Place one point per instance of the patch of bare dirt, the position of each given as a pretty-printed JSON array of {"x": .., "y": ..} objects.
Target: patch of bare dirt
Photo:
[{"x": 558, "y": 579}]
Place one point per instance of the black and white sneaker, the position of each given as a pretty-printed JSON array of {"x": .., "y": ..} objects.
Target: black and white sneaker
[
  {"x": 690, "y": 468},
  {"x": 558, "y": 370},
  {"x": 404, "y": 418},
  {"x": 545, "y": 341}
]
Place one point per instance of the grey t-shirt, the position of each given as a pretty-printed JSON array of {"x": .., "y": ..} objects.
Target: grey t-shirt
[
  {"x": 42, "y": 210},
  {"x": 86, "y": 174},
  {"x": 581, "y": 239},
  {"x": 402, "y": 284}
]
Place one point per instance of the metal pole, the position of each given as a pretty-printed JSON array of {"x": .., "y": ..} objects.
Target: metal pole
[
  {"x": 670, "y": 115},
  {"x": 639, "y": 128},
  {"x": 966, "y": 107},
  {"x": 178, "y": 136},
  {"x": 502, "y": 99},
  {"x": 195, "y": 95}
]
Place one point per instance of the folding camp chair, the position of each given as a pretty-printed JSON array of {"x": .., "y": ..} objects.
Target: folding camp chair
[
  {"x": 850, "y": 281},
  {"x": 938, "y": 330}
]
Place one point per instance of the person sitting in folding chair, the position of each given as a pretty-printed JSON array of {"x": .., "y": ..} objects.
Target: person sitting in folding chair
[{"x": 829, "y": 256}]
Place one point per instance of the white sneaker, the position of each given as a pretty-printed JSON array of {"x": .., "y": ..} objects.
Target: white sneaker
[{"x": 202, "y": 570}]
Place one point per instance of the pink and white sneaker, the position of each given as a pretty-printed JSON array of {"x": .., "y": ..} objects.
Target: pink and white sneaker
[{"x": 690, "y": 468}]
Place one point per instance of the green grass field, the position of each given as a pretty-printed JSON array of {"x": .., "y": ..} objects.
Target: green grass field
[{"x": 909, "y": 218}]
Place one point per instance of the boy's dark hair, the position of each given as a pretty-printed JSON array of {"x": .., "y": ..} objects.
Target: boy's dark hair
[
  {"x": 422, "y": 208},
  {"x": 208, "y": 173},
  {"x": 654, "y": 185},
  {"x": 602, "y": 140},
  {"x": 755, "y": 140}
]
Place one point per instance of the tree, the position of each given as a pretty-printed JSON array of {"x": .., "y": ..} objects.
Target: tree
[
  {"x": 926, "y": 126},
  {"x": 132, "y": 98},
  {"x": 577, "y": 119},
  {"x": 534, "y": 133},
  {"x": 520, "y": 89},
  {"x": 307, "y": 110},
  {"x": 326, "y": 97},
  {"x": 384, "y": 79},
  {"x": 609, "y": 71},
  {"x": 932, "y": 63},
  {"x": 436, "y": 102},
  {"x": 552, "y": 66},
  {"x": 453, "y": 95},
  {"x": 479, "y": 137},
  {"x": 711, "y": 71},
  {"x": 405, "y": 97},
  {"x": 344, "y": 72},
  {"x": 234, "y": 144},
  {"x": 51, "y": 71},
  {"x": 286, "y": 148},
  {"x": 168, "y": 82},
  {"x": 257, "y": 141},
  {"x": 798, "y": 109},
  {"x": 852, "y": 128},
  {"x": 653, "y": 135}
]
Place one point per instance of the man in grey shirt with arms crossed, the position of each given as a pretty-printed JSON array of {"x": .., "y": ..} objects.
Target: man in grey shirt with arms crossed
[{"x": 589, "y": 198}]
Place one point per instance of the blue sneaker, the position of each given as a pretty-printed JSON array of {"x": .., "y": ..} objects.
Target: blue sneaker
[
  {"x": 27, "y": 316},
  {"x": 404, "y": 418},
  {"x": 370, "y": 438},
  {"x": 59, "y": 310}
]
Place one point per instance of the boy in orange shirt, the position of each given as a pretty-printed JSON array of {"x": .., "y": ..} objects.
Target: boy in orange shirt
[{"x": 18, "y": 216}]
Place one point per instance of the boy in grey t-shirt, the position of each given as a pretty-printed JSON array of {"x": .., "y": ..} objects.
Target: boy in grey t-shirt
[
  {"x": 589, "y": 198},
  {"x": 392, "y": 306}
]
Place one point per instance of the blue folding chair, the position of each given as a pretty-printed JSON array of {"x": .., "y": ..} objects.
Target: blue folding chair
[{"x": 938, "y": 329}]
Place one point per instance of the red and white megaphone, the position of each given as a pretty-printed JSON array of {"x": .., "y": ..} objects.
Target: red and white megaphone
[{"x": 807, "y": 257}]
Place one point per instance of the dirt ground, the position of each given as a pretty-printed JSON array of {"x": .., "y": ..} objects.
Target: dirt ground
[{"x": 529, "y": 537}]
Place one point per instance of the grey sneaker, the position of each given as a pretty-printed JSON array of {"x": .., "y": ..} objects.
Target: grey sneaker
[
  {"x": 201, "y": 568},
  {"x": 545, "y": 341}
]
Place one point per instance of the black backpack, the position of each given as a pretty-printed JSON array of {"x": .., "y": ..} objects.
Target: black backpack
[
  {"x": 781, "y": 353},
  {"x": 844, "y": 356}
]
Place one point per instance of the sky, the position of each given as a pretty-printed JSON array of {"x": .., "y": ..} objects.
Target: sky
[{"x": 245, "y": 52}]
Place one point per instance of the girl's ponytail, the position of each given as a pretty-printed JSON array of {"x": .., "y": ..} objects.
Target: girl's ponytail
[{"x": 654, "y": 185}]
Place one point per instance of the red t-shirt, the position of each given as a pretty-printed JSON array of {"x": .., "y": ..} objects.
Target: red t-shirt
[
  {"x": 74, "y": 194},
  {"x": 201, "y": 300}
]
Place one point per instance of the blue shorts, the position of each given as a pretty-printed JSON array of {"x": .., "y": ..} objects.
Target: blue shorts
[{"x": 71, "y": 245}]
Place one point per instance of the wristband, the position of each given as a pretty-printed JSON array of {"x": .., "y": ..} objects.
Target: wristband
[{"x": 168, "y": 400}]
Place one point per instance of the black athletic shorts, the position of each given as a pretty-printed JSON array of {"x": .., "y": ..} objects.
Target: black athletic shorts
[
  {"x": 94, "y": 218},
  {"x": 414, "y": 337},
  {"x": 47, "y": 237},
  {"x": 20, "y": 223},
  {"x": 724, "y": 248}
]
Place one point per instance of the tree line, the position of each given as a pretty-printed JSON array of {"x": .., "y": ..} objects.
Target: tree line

----

THE REQUEST: Render everything from the line containing "Place one point per instance of the tree line, the" through the end of the entries, inclusive, as a Markdown table with two columns, Row and Text. Number each line and leave out blank lines.

SOLUTION TO THIS PROBLEM:
| Row | Text |
|---|---|
| 1 | Place one point per instance of the tree line, the position of each given as a pretty-printed JSON array of {"x": .., "y": ..} objects. |
| 2 | Target: tree line |